*Activity A:* Print the part of the dart frog thread from "This is a photo" up to and including "for an auratus.", word for word.
*Activity B:* Go on with the forum thread about dart frog hybrids, picking up after its last line.

═══ Text segment ═══

I hate to disagree, but I've seen many cases where people have kept different morphs of a species or different species together and unintentionally created hydbrids. Some people deliberately create hybrids and at least one "morph" of tinctorius was found to be a hybrid of Powder Blue and Azureus tinctorius that had been created by a Dutch breeder who offered it as a new morph.

This is a photo of one of my Dendrobates auratus adults (Costa Rican Green and Black morph). This is a typical pattern for various auratus morphs and the frogs in question have similar body patterns. However, the leg patterns aren't right for an auratus.



If it's a pure auratus, it should be strongly marked on the belly, like this. 



Here is a link to a site with morph guides for both D. tinctorius and D. auratus. Most of the known morphs in the pet trade are shown.

http://www.tropical-experience.nl/

----------


## JimO

> They aren't auratus. They look like tinctorius. They are may be powder blue and probably not a cross.


Again, I hate to disagree, but I have Powder Blue tadpoles that I obtained from a breeder and here are a couple of pictures of the parents for reference.

----------


## MichaelS

> Again, I hate to disagree,


It doesn't look like you hate to disagree.  It looks like you like to disagree.  Marcus does a good job with his Tinctorious guide but it is not all inclusive.  The pictures of the suspected crossbreeds are not clear enough to tell anything.

----------


## John Clare

I have to confess that I scrolled through the thread to see if there were pictures _before_ I read anything that was said about hybrids, and my first thought was "nice aur... wait a second, those look like hybrids".  So I'm with the folks saying hybrid.

----------


## daziladi

I would be in heaven with a 90 gallon tank! Gratz on your new frogs, looks like your patience paid off. Hope you post bigger photos when you can.

----------


## JimO

> It doesn't look like you hate to disagree. It looks like you like to disagree.

═══ Extracted data ═══

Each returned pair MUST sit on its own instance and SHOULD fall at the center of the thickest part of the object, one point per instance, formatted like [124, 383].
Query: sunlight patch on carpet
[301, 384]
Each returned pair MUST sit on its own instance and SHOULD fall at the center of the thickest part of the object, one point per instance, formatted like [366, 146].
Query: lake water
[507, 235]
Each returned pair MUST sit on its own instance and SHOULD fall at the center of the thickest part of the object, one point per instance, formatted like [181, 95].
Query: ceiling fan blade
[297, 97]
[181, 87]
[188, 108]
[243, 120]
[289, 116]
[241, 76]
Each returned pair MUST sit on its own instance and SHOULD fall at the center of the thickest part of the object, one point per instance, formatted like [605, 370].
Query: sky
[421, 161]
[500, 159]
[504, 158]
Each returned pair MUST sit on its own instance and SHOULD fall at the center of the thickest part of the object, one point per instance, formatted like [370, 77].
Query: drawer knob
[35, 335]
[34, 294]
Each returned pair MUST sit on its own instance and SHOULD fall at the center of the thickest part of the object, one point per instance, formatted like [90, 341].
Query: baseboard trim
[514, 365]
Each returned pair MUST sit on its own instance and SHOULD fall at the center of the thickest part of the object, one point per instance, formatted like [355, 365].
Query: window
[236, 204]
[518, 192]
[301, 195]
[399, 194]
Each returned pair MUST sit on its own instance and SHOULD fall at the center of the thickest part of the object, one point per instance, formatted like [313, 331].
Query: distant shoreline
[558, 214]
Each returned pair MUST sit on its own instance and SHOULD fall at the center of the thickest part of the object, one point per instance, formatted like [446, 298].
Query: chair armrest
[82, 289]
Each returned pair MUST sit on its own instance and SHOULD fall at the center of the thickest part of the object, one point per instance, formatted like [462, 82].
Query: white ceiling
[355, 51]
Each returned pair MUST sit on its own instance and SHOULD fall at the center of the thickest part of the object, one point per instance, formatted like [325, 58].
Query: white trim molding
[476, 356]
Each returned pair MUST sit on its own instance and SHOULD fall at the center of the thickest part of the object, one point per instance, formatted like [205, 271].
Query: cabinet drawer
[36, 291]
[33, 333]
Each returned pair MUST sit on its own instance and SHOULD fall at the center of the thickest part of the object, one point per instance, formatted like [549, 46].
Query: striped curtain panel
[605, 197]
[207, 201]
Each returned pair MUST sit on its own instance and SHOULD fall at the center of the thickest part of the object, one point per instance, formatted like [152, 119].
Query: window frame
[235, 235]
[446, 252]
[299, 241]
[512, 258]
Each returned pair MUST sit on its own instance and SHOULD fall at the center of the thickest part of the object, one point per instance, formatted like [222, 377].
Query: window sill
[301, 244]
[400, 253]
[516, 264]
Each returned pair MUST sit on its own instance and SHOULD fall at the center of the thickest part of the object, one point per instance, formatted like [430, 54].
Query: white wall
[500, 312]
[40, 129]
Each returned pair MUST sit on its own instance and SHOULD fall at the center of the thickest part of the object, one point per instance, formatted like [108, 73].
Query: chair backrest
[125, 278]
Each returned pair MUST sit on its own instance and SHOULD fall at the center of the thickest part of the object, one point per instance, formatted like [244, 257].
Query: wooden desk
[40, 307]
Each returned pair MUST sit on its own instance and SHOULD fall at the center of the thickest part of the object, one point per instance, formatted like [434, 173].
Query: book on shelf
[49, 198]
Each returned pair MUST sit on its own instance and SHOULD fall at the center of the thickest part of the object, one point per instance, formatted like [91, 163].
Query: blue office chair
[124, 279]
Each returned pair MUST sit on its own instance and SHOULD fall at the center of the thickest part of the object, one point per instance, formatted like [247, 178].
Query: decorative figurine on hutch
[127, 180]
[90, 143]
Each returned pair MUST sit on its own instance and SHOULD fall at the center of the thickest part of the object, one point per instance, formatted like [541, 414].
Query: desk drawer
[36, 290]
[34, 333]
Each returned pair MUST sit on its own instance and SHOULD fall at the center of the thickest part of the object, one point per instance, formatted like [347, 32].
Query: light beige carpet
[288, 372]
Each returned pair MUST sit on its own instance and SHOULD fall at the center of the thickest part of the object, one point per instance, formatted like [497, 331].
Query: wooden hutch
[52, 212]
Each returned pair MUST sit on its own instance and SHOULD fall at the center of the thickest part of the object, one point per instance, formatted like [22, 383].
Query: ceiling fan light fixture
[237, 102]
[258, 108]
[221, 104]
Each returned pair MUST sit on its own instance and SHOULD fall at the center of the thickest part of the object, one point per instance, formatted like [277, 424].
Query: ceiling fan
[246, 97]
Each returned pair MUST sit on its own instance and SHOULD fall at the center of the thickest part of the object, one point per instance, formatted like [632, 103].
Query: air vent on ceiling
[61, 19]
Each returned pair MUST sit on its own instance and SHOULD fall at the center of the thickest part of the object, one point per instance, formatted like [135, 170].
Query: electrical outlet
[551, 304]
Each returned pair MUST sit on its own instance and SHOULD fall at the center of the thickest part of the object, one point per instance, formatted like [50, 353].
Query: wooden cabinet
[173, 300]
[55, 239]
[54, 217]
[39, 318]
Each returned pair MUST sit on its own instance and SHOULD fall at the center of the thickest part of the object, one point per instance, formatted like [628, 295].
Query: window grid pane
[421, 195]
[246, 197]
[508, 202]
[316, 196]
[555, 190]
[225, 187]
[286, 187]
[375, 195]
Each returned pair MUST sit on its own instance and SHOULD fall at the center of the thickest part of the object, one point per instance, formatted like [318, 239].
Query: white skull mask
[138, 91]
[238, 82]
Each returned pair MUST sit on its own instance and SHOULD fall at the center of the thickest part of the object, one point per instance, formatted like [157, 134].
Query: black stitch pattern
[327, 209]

═══

*Your response A:*
This is a photo of one of my Dendrobates auratus adults (Costa Rican Green and Black morph). This is a typical pattern for various auratus morphs and the frogs in question have similar body patterns. However, the leg patterns aren't right for an auratus.

*Your response B:*
No, not really.  Just trying to help out.  If the OP gets a positive ID that proves me completely wrong, I'm fine with that.

----------


## MichaelS

I would like to see an in focus picture of the frogs.   I've seen a lot of variety in tinctorious including F1s from wild.   Without knowing lineage sometimes it's difficult to say what they are.

----------


## JBear

I have seen one of my local pet shops have(very young) tincs, auratus, azies, and leucs in the same tank. When I questioned them on it, they said they do it that way b/c they are not sexually mature yet. The problem lies in that someone comes in off the street and sees them all housed together and makes assumptions. In the end they potentially all get bought and thrown into a genetic mixer under improper care. I can easily see how people can create these hybrids through nothing more than lack of knowledge and ignorance. It is a shame...

I agree that the frogs shown in the culture cup look like tinc+auratus. They look too long and also, as JimO said, the leg patterning is just off to be auratus full.In my opinion, probably some non hybrids(from original buy), and then some offspring showing the hybridization. That would explain the variety in the morphology, as from my own experience, babies tend to carry certain group traits by clutch.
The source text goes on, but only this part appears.